● **Goals**
- 1) In the piece on online job hunting, list every sentence whose first word is "I" or a contraction of "I."
- 2) Pick up the piece on online job hunting right after its last sentence and keep writing in the same voice.

● **Excerpt provided**
--- --- ---
Times have changed. The new paradigm of job hunting aptly reveals this truth.
Not that I was a fan of “beating the streets” but it seems so impersonal to search for a job from behind my computer. There’s no such thing as an application anymore, but there is an electronic application process.
I’ve discovered that searching online for jobs could be never-ending. The ability to refine searches only eliminates all possibilities from view. Thus, a wider range must be left in place offering hundreds of hits on every job search site. And these sites rival the number of open positions they advertise.
I have a profile on LinkedIn. It isn’t very exciting, but I plan to spend some time sprucing it up now that I’m officially finished with college.
Many of the jobs I apply for use my LinkedIn profile to fill in their online application. In fact, I applied for a technical writing job with Kelly Services and they did just that, even though I found the job opportunity on another job search website.
It seems to me that learning the appropriate key words to use in your profile is essential. I don’t claim to know what these are or that I’ve gotten them in place. I do know that using job descriptions that are posted online can help you identify these words.
--- --- ---
Region labeling entries
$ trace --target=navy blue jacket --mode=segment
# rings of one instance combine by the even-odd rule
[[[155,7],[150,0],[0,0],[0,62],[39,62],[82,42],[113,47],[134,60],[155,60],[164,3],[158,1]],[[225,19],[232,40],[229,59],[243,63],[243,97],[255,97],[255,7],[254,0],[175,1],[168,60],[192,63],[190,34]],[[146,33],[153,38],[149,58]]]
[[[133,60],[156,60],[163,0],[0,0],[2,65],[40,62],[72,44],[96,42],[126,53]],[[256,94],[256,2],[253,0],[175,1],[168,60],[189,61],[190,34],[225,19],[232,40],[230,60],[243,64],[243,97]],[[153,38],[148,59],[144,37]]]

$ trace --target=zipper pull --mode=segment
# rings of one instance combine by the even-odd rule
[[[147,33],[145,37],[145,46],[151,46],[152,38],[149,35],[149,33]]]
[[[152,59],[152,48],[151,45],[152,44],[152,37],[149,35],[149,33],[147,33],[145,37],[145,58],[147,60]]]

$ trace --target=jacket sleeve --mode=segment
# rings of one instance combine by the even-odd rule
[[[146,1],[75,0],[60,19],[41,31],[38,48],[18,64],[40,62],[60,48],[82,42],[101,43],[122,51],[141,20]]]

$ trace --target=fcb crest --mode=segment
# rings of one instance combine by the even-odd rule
--- --- ---
● **Written answers**
- 1)
- I’ve discovered that searching online for jobs could be never-ending.
- I have a profile on LinkedIn.
- I don’t claim to know what these are or that I’ve gotten them in place.
- I do know that using job descriptions that are posted online can help you identify these words.

- 2)
Online Application Process
The ease of applying for positions online, when compared with the old-fashioned completion of a double-sided job application, amazes me.
Most of the sites I’ve applied to use either my resume (after I upload it) or my LinkedIn profile to auto complete most of the form. The worst thing about this process is that some things aren’t converted or are put in the wrong place.
For example, a job I recently applied for didn’t have the correct dates and my job titles got matched to the incorrect employers. It was simple to fix these errors, but if I hadn’t reviewed the form carefully, I might have missed them.
There’s always a review page and then the opportunity to return to the earlier pages and correct information. However, the process generally requires clicking through every page, so it isn’t a quick fix.
- Information overload: As I mentioned, sometimes there are just too many positions to wade through. A better system for narrowing results needs to be invented. When I applied on the Kaiser Permanente site, they had a streamlined process for narrowing the prospective jobs. Employment advertisers should mimic this system.
- Lack of specificity: Based on certain keywords, a plethora of jobs will be displayed. For example, if I have “management” in a search field, the variety of the postings is vast. Again, some websites do a better job of narrowing the search, but not all of them. Employment advertisers should have two or three levels for even a basic search. For example: I could choose “management” and then “publishing” and then “editorial” and be assured that only editorial jobs would be displayed.
- Sterility: What is the office environment like? What sort of commute will it entail? There’s no way to be informed about these sort of questions with the online job search. What a waste to head to an interview only to discover the commute would be brutal or the staff seems unhappy and unfriendly.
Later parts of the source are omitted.